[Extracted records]
━━━
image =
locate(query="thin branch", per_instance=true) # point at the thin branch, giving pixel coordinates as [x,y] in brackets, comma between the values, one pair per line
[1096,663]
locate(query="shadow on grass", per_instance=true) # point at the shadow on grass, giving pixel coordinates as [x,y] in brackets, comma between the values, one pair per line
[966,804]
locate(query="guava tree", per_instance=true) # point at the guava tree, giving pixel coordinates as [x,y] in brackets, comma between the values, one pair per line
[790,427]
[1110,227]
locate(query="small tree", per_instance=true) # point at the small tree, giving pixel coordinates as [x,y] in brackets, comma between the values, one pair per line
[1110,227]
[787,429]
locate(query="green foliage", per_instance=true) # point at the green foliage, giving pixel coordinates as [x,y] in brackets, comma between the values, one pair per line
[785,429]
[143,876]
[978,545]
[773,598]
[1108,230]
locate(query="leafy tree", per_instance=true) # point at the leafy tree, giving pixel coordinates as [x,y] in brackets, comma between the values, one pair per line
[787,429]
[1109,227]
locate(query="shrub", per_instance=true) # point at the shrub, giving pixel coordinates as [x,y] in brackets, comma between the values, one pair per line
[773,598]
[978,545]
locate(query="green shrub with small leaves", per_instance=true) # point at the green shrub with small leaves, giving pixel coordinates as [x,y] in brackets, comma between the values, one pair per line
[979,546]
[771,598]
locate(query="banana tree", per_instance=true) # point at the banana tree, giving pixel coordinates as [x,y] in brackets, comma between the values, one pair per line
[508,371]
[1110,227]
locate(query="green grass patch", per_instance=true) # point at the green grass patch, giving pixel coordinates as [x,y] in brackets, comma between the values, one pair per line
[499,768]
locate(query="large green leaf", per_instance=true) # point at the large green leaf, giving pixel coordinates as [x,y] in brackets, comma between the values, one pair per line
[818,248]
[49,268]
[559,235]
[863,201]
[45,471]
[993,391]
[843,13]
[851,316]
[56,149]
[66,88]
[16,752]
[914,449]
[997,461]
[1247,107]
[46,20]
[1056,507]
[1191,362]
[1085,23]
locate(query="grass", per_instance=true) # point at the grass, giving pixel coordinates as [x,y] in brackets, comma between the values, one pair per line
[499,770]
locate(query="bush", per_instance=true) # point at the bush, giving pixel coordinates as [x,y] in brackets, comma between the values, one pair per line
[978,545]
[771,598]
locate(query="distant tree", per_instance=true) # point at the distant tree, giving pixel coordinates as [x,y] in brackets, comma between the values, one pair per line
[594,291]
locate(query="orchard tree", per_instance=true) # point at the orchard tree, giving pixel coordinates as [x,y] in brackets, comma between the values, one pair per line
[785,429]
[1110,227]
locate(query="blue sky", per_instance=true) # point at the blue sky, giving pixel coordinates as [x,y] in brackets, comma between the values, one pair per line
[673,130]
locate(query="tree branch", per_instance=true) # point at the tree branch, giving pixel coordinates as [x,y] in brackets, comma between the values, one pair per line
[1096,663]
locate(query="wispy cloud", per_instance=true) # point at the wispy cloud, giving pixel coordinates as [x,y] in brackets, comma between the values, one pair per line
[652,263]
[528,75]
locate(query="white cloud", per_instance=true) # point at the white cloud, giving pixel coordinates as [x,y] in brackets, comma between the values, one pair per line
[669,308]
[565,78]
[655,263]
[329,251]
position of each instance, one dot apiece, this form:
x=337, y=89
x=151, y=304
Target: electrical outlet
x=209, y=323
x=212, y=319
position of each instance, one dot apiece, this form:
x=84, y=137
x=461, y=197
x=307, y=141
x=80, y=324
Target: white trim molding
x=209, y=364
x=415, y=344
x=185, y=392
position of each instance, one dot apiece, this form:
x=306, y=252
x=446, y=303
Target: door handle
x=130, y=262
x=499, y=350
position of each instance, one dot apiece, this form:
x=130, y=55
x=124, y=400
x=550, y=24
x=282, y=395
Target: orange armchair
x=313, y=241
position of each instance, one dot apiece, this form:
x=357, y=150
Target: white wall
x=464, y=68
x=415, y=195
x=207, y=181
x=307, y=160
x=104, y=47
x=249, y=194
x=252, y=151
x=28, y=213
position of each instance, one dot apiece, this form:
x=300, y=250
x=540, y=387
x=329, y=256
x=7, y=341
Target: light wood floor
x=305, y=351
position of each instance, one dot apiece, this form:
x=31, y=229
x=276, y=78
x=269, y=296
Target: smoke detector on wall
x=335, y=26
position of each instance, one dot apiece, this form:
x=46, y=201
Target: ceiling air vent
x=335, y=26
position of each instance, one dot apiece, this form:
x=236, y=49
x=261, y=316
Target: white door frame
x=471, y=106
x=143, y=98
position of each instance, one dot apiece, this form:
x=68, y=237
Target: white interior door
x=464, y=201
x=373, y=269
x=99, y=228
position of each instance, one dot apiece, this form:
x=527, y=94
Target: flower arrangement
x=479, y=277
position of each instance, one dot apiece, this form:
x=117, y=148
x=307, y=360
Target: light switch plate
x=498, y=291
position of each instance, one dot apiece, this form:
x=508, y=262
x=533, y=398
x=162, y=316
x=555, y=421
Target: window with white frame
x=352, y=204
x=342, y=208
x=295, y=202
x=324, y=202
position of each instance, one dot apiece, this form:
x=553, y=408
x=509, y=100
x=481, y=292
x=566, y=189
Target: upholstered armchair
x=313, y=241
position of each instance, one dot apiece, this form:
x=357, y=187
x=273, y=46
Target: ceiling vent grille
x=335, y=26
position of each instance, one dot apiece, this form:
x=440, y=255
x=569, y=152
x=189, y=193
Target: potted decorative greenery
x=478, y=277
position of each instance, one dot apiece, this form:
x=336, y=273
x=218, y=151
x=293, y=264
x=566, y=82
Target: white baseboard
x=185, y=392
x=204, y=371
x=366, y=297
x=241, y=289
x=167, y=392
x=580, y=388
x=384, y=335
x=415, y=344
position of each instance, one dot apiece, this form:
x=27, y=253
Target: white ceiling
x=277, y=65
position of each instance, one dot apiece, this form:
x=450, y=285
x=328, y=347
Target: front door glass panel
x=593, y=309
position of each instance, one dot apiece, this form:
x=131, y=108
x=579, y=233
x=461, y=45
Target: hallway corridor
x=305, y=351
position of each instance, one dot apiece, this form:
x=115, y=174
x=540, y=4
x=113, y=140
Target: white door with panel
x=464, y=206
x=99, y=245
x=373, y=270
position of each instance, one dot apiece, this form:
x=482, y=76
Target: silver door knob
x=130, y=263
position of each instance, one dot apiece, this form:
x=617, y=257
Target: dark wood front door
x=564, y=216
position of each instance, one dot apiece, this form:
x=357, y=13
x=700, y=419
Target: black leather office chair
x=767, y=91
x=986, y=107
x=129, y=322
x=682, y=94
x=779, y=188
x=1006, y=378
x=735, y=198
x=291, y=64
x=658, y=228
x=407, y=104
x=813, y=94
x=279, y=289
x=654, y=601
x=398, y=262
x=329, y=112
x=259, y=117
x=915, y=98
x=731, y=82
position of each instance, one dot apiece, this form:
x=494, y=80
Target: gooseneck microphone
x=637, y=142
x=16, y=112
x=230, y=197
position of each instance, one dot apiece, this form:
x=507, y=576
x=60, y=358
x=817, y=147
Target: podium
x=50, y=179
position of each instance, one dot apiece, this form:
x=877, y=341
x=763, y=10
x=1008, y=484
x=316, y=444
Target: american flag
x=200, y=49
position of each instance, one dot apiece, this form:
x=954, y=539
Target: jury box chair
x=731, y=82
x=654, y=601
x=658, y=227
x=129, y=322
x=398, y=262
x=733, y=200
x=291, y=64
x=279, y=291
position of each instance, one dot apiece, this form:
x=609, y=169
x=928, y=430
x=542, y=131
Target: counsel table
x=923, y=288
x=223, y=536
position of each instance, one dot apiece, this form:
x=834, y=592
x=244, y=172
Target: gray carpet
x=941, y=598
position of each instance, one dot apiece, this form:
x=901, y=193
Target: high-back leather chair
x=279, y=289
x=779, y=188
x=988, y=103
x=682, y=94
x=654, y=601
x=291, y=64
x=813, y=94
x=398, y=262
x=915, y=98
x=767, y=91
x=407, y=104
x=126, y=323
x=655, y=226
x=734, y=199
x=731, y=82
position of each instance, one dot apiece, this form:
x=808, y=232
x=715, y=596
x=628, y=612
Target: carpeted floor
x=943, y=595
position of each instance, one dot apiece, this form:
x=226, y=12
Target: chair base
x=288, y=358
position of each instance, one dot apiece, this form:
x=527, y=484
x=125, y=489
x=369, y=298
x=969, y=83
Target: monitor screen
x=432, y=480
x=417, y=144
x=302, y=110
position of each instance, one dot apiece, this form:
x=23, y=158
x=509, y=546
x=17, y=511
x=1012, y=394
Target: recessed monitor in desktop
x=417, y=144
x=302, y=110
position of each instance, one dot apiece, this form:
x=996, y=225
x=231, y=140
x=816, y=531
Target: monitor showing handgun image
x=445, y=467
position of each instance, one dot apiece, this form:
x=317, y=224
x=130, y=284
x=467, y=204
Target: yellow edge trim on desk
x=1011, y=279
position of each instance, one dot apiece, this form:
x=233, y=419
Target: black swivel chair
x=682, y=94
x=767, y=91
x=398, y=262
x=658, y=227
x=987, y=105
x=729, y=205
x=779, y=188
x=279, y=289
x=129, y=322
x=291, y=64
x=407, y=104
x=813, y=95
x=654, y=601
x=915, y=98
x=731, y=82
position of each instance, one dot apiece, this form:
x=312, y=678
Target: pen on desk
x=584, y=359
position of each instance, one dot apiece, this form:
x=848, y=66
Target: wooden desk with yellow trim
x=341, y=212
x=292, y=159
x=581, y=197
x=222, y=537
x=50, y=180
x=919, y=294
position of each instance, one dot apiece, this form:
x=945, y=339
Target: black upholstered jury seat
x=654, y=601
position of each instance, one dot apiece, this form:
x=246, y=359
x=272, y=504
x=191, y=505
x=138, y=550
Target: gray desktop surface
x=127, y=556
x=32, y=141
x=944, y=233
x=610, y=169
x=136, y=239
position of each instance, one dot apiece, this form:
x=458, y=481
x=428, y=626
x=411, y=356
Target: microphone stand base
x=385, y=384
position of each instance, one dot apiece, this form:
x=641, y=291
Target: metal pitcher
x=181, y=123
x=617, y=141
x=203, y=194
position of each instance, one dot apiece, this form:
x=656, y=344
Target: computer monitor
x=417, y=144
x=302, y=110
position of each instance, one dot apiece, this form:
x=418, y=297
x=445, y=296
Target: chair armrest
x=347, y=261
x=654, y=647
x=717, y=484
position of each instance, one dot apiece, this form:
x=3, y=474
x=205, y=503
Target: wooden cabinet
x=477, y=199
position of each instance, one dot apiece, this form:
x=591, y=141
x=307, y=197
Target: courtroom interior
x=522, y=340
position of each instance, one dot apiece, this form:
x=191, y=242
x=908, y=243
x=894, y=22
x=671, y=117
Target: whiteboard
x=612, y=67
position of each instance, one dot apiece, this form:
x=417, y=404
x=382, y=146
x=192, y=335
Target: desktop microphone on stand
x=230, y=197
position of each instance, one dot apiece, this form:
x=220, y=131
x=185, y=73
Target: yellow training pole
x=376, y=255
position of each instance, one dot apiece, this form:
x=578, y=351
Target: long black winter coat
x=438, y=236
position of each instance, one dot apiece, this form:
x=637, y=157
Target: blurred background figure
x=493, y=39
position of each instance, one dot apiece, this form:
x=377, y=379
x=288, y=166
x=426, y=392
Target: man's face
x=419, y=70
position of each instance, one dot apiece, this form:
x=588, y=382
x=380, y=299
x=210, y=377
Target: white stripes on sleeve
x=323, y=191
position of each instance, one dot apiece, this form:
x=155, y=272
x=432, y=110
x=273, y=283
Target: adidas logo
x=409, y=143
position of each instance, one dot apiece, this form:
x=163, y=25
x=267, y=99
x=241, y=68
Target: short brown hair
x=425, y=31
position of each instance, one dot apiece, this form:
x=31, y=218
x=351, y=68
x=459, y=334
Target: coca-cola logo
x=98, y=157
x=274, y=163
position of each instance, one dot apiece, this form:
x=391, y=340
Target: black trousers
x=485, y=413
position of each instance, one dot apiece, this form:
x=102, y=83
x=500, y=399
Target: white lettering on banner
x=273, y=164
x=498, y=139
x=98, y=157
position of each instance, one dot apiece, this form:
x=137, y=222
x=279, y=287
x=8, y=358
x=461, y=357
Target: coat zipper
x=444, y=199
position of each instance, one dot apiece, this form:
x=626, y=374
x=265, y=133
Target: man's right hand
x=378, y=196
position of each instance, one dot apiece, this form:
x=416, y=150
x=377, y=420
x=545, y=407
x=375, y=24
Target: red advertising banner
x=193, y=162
━━━
_WHAT YOU WILL DO_:
Repeat, exactly as they stand above, the lines from the line with "Target: flower arrangement" to the line with "x=555, y=421", both lines included.

_YOUR SOLUTION_:
Target: flower arrangement
x=479, y=277
position of each instance, one dot apiece, this form:
x=117, y=148
x=307, y=360
Target: light switch plate
x=498, y=291
position of each instance, one dot apiece, this form:
x=508, y=262
x=533, y=398
x=162, y=316
x=555, y=421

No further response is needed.